___ TEXTO FORNECIDO
Entre as lideranças, porém, são listados como "a gota d'água" para a mobilização marcada a falta de efetividade da aplicação do piso mínimo de frete, o preço do óleo diesel e as regras para a aposentadoria de motoristas -somente os que conduzem material inflamável conseguem enquadramento especial junto ao INSS.
Falta também fiscalização da ANTT (Agência Nacional de Transportes Terrestres) para o cumprimento do piso do frete, dizem. Os motoristas alegam que o piso não é um tabelamento, mas uma garantia de que os custos mínimos da viagem serão pagos.
Em um percurso de quase 600 quilômetros entre Ijuí e Rio Grande, no Rio Grande do Sul, o motorista recebe R$ 35 pelo frete; se o piso fosse aplicado, ele deveria receber R$ 72, segundo o porta-voz da CNTTL, Carlos Alberto Litti Dahmer.
"Há uma disparidade entre os ganhos do setor agrícola, e que é merecido, e dos caminhoneiros. Só que até hoje eu não vi navio atracar na lavoura. Em algum momento da produção, é do caminhão que eles precisam", disse.
______
▶ CONJUNTO DE TAREFAS
• a. Transcreva, do texto sobre a mobilização dos caminhoneiros, o trecho que se inicia nas palavras "Entre as lideranças, porém, são" e se encerra em "Alberto Litti Dahmer.".
• b. Responda às perguntas abaixo com base no texto sobre a mobilização dos caminhoneiros.
(i) Quanto o motorista recebe pelo frete no percurso entre Ijuí e Rio Grande?
(ii) Quais motoristas conseguem enquadramento especial junto ao INSS?
(iii) De qual agência se afirma faltar fiscalização para o cumprimento do piso do frete?
• c. Indique se cada afirmação abaixo está de acordo com o texto sobre a mobilização dos caminhoneiros, citando as palavras que o comprovam.
(i) Os motoristas afirmam que o piso do frete é um tabelamento.
(ii) O percurso entre Ijuí e Rio Grande tem quase 600 quilômetros.
(iii) Com a aplicação do piso, o motorista deveria receber R$ 72 nesse percurso.
___ EXTRATO DE DADOS
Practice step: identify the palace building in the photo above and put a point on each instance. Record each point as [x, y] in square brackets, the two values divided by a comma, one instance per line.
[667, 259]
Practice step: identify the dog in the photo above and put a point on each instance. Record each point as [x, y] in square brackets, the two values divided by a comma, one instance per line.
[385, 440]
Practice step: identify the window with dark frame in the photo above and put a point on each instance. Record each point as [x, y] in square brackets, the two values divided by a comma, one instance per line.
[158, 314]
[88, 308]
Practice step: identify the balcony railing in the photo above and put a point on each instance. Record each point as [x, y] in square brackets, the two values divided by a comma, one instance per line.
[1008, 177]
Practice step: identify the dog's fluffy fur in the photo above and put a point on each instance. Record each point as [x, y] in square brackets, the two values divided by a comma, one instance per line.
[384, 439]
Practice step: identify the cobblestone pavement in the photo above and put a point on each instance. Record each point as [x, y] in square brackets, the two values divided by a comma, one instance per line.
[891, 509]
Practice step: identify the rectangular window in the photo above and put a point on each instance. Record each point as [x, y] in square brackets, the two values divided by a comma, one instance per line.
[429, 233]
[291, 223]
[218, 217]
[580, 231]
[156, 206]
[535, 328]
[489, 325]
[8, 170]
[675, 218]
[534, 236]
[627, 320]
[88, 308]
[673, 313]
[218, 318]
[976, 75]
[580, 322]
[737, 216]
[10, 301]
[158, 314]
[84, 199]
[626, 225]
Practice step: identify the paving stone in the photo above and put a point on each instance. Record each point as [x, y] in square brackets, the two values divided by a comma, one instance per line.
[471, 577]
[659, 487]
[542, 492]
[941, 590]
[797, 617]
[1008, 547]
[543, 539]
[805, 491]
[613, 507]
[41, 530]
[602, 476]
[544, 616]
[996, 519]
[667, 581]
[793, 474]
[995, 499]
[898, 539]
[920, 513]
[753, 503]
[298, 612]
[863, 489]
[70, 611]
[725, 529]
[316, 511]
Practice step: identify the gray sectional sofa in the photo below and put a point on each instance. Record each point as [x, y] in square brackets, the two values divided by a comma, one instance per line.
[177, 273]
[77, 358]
______
▶ RESPOSTAS REDIGIDAS
• a.
Entre as lideranças, porém, são listados como "a gota d'água" para a mobilização marcada a falta de efetividade da aplicação do piso mínimo de frete, o preço do óleo diesel e as regras para a aposentadoria de motoristas -somente os que conduzem material inflamável conseguem enquadramento especial junto ao INSS.
Falta também fiscalização da ANTT (Agência Nacional de Transportes Terrestres) para o cumprimento do piso do frete, dizem. Os motoristas alegam que o piso não é um tabelamento, mas uma garantia de que os custos mínimos da viagem serão pagos.
Em um percurso de quase 600 quilômetros entre Ijuí e Rio Grande, no Rio Grande do Sul, o motorista recebe R$ 35 pelo frete; se o piso fosse aplicado, ele deveria receber R$ 72, segundo o porta-voz da CNTTL, Carlos Alberto Litti Dahmer.

• b.
(i) R$ 35.
(ii) Os que conduzem material inflamável.
(iii) Da ANTT (Agência Nacional de Transportes Terrestres).

• c.
(i) Não: "Os motoristas alegam que o piso não é um tabelamento".
(ii) Sim: "Em um percurso de quase 600 quilômetros entre Ijuí e Rio Grande".
(iii) Sim: "se o piso fosse aplicado, ele deveria receber R$ 72".